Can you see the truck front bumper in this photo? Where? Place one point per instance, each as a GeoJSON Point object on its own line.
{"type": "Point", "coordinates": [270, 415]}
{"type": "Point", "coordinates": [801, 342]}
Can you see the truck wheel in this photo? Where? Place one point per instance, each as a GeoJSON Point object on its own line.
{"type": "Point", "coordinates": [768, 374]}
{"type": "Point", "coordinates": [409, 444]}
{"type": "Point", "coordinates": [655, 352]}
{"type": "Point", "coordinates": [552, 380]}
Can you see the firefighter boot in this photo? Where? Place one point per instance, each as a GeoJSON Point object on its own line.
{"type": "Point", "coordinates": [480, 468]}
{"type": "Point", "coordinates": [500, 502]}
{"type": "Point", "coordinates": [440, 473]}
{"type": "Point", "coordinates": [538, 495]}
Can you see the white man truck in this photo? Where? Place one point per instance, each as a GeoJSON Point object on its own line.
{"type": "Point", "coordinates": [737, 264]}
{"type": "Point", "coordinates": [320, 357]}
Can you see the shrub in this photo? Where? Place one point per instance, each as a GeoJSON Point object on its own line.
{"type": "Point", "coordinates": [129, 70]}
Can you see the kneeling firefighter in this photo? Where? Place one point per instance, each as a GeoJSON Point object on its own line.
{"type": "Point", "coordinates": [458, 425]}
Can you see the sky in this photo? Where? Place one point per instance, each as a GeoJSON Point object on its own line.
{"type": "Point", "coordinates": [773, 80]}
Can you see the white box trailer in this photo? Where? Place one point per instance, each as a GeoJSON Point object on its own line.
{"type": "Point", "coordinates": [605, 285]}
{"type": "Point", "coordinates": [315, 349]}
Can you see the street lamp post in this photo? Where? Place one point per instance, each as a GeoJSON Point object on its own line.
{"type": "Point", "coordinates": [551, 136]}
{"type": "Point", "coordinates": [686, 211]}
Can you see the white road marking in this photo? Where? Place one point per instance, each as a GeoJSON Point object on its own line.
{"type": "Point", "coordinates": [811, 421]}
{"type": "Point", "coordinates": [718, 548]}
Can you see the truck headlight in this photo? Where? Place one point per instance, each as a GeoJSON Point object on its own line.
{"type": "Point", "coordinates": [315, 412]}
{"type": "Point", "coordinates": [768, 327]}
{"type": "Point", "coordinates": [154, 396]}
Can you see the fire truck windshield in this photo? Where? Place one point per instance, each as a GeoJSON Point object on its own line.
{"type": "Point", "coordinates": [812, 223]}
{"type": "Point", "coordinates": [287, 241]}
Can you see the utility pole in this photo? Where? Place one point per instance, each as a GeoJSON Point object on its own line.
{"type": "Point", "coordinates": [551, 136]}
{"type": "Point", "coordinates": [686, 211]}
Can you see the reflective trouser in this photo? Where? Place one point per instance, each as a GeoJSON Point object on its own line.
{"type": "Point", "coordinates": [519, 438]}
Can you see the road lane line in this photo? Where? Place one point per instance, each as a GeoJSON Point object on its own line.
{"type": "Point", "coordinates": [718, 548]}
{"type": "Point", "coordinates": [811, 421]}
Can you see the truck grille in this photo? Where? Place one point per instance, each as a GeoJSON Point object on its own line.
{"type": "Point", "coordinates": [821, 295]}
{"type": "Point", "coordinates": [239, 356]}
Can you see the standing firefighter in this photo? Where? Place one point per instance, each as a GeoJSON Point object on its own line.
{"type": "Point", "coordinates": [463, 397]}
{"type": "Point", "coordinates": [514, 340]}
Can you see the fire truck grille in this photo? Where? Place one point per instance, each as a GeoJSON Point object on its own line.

WHAT IS BEING ASKED: Copy the stretch of the records from the line containing "Can you see the standing" through the end of the records, keeping the requests, and shift every coordinate in the answers by adding 46 to it.

OUTPUT OF THE TASK:
Can you see the standing firefighter in this photo? Where? Place one point per instance, each as a GeoJSON Point object on its own line.
{"type": "Point", "coordinates": [509, 443]}
{"type": "Point", "coordinates": [560, 386]}
Can you see the fire truck grille in this photo? Where? Place one point per instance, each as a GeoJSON Point object on its own line.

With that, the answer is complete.